▶ _DATASET ROWS_
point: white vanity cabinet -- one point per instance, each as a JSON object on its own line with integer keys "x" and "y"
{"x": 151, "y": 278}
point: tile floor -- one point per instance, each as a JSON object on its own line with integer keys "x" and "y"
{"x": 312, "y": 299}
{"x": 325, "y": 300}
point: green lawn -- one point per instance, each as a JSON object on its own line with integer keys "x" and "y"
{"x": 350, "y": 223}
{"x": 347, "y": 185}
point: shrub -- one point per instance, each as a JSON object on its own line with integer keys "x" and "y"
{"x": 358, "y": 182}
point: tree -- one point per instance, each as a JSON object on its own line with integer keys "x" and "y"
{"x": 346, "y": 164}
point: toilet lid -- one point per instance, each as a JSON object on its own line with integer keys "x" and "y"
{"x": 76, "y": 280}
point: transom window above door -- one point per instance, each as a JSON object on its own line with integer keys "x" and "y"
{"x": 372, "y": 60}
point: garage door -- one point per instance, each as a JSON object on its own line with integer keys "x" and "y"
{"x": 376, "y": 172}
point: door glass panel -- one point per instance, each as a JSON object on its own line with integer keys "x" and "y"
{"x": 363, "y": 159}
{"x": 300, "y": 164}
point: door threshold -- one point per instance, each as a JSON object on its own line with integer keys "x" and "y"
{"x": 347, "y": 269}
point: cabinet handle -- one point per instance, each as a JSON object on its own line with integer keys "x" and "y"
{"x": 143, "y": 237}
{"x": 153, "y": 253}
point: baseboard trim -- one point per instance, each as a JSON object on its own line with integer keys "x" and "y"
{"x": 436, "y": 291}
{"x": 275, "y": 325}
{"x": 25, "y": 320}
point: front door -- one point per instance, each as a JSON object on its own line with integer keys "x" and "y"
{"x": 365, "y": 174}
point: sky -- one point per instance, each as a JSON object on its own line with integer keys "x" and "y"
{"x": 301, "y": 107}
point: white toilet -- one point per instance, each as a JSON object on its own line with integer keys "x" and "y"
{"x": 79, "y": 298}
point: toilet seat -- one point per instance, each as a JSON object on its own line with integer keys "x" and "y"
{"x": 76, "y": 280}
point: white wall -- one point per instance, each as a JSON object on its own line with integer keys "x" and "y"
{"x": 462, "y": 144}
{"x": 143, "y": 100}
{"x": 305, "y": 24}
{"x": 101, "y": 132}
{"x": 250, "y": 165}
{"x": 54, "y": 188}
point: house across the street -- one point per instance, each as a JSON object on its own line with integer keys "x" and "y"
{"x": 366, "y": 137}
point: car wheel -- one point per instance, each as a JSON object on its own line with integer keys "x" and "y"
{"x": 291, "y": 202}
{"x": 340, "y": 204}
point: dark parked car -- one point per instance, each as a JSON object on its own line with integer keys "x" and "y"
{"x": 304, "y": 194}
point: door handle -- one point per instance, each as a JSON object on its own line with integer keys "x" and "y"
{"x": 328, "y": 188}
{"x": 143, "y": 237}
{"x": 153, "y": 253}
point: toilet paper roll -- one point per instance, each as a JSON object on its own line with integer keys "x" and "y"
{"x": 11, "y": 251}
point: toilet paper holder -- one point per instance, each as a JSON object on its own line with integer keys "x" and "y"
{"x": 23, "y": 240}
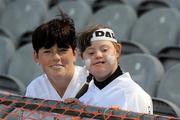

▶ _THE PROBLEM_
Reproduce the entire listing above word for word, including each labeling line and its coordinate objects, and omit the picture from your reply.

▶ _OUTPUT FOR THIS TASK_
point: white vanity cabinet -- one point per instance, each as a JSON object on its own line with integer keys "x" and "y"
{"x": 151, "y": 278}
point: tile floor -- one point per instance, each as a JSON object on its own line with integer keys "x" and "y"
{"x": 312, "y": 299}
{"x": 325, "y": 300}
point: green lawn -- one point per instance, each as a JSON object on its own line with integer keys "x" and "y"
{"x": 350, "y": 223}
{"x": 347, "y": 185}
point: shrub -- one point per instance, each as a JSON object on its own line with integer keys "x" and "y"
{"x": 358, "y": 182}
point: tree -- one point per instance, each as a JSON object on its own line with integer keys "x" and "y"
{"x": 346, "y": 164}
point: toilet lid -- one point per instance, each as a JSON object on its own line with integer keys "x" and "y"
{"x": 76, "y": 280}
point: transom window above door -- one point per instance, each as a JSON object on its own line with integer keys "x" and "y"
{"x": 372, "y": 60}
point: garage door -- one point per instance, each as a JSON object on its own line with integer keys "x" and "y"
{"x": 376, "y": 172}
point: door glass panel -- one point per instance, each as a JSON object on its own line with integer keys "x" and "y"
{"x": 363, "y": 159}
{"x": 300, "y": 164}
point: door threshold -- one point per instance, each as a JSON object on its own line with integer keys "x" and "y"
{"x": 347, "y": 269}
point: cabinet handle -- one point per instance, each as a JSON object on its own line with integer keys "x" and "y"
{"x": 143, "y": 237}
{"x": 153, "y": 253}
point: baseboard trim -- one point per instance, each as a JSON object on its own line with integer keys "x" and "y"
{"x": 436, "y": 291}
{"x": 275, "y": 325}
{"x": 25, "y": 320}
point: front door -- one point per instance, each as a JSON object on its own line with integer keys "x" and "y"
{"x": 365, "y": 174}
point: sky -- one point per instance, each as a JSON object on its own line with integer keys "x" and "y"
{"x": 301, "y": 107}
point: white toilet -- one point per instance, each as a JSON object on its own line with integer keys "x" and "y"
{"x": 79, "y": 298}
point: toilet seat -- one point per instance, each as a JSON object on its own line with integer keys "x" and "y"
{"x": 76, "y": 280}
point: white wall -- one point per instance, each as a JSON object on its own line with integer keys "x" and "y"
{"x": 462, "y": 144}
{"x": 143, "y": 100}
{"x": 305, "y": 24}
{"x": 101, "y": 132}
{"x": 250, "y": 165}
{"x": 54, "y": 188}
point: house across the street -- one point per instance, each as a JSON object on its own line with integer keys "x" and "y"
{"x": 366, "y": 137}
point: car wheel -- one point per instance, each as a JSON object on its own line with integer keys "x" and "y"
{"x": 291, "y": 202}
{"x": 340, "y": 204}
point: dark parked car -- one point per instance, each as a JSON object on its own line with integer keys "x" and "y"
{"x": 304, "y": 194}
point: door handle -- one point per instance, each as a JSON object on its own line with integer keys "x" and "y"
{"x": 328, "y": 188}
{"x": 143, "y": 237}
{"x": 153, "y": 253}
point: toilet paper roll -- one point per instance, each as a JSON object on its own line with integer keys "x" and "y"
{"x": 11, "y": 251}
point: toilet paper holder -- one point per instance, each as a JSON object on its own line with integer keys "x" and "y"
{"x": 23, "y": 240}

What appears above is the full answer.